Letztens gab es die Sendung Origami-Code – sehr spannend: http://www.3sat.de/mediathek/?mode=play&obj=54054 – neben den wissenschaftlichen Erkenntnissen einfach wunderschöne Faltprodukte (unpassendes Wort, mir fällt nur gerade kein schöneres ein) zum Anschauen und Staunen.
Liebe Grüße
Heike
Liebe Heike,
das ist ja interessant, dass du die Info direkt aus der Quelle hast, das motiviert mich doch zusätzlich, an den 1000 Kranichen zu arbeiten 🙂 Wenn man das Faltprinzip durchschaut hat, ist er einfach aber eindrucksvoll.
Liebe Grüße
Birgit
Liebe Birgit,
ich kann mich noch an ein Geschenk zu meinem 50ten erinnern, da lag auch viel Faltkunst und Entspannung drin!:-) Es gibt an der Schule meines Sohnes einen Lehrer der den Kindern, die zu spät kommen, als „Strafe“ das Falten eines Origami-Tieres aufgibt. Da er schon so einige Exemplare hat, gibt er das Tier vor…..Alex musste einen Esel falten….“wir“ haben es nicht hinbekommen, obwohl eine Vorlage in Chinesisch vorlag (Internet sei Dank), aber nach 12 von 60 Schritten steckten wir fest…..was nicht zur Entspannung beitrug. Der Lehrer hatte Verständnis. Ich finde es schön, wenn die Kinder etwas basteln und sich orientieren an Vorgaben oder Videos…..das trägt wirklich zur Entspannung bei, solange es funktioniert. Andererseits trägt es auch dazu bei, mit Niederlagen fertig zu werden und es wieder und wieder zu versuchen!! Viel Spass ud Erfolg weiterhin, mit Kranich und Co. LG Barbara
Liebe Barbara,
schön zu lesen, dass die Faltkunst noch nicht ganz vergessen ist bzw. auch außerhalb einer Origami-Community noch genutzt wird. Es gibt wirklich Origamitage und -Foren, das hat mich auch überrascht. Aber ich werde erst mal bei Kranichen bleiben – einen Esel versuche ich dann auch mal und schicke dir ein Foto, sollte es klappen 🙂
Liebe Grüße Birgit
Ein sehr schöner Blog-Beitrag!

▶ Datenteil:

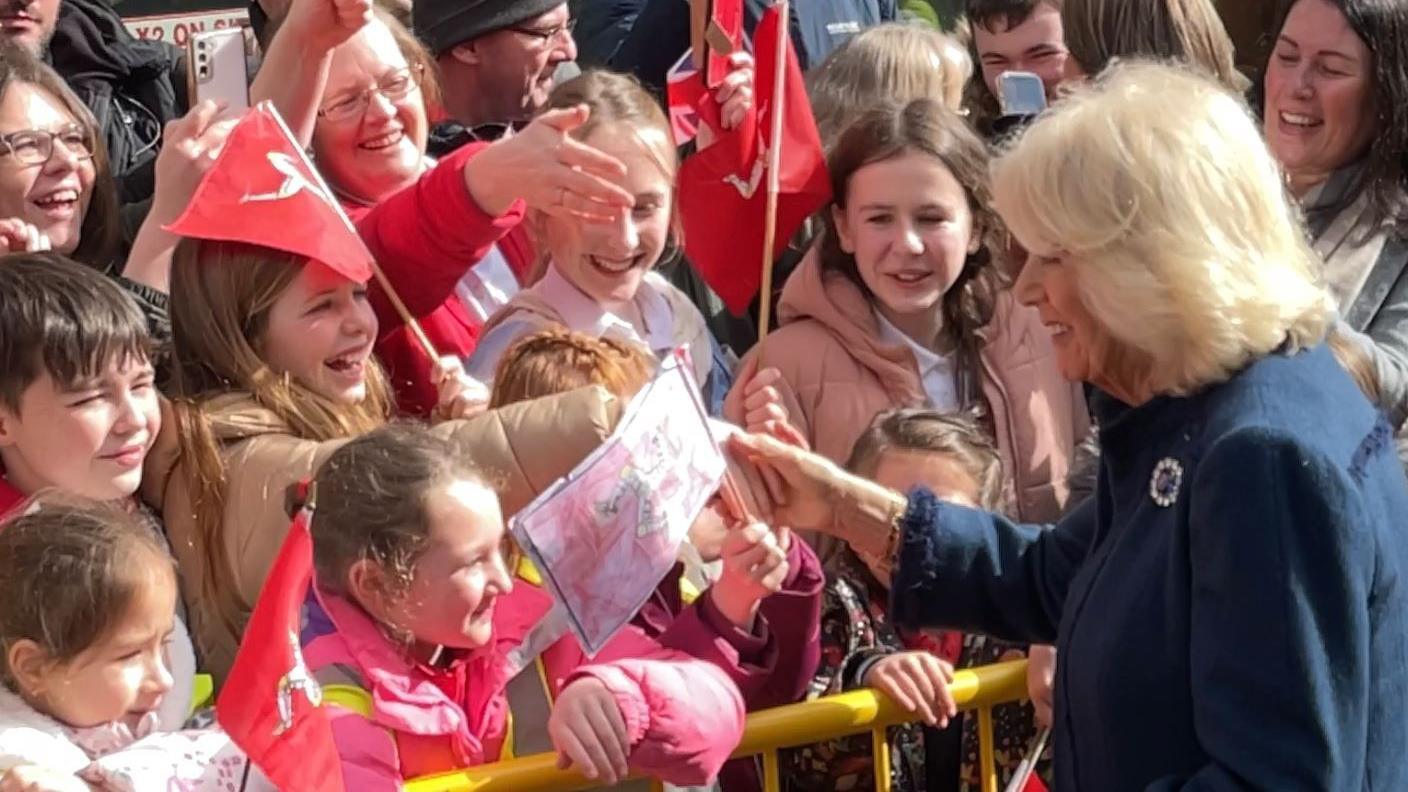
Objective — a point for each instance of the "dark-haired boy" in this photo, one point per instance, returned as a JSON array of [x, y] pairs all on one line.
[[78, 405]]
* * *
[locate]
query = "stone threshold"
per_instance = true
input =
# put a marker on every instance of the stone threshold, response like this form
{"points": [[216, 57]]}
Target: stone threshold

▶ Aufgabe A:
Beantworten Sie zum Text diese Fragen:
(i) Wie heißt die Sendung, auf die Heike hinweist?
(ii) Woran möchte Birgit zusätzlich motiviert weiterarbeiten?
(iii) Nach wie vielen von wie vielen Schritten steckten Barbara und Alex beim Falten des Esels fest?
▶ Aufgabe B: Schreiben Sie aus dem Text den Abschnitt ab, der mit „Letztens gab es“ beginnt und mit „einfach aber eindrucksvoll.“ endet.
Als Grundlage dient ausschließlich der Text.

▶ Lösung A:
(i) Die Sendung heißt Origami-Code.
(ii) Birgit möchte an den 1000 Kranichen weiterarbeiten.
(iii) Sie steckten nach 12 von 60 Schritten fest.

▶ Lösung B:
Letztens gab es die Sendung Origami-Code – sehr spannend: http://www.3sat.de/mediathek/?mode=play&obj=54054 – neben den wissenschaftlichen Erkenntnissen einfach wunderschöne Faltprodukte (unpassendes Wort, mir fällt nur gerade kein schöneres ein) zum Anschauen und Staunen.
Liebe Grüße
Heike
Liebe Heike,
das ist ja interessant, dass du die Info direkt aus der Quelle hast, das motiviert mich doch zusätzlich, an den 1000 Kranichen zu arbeiten 🙂 Wenn man das Faltprinzip durchschaut hat, ist er einfach aber eindrucksvoll.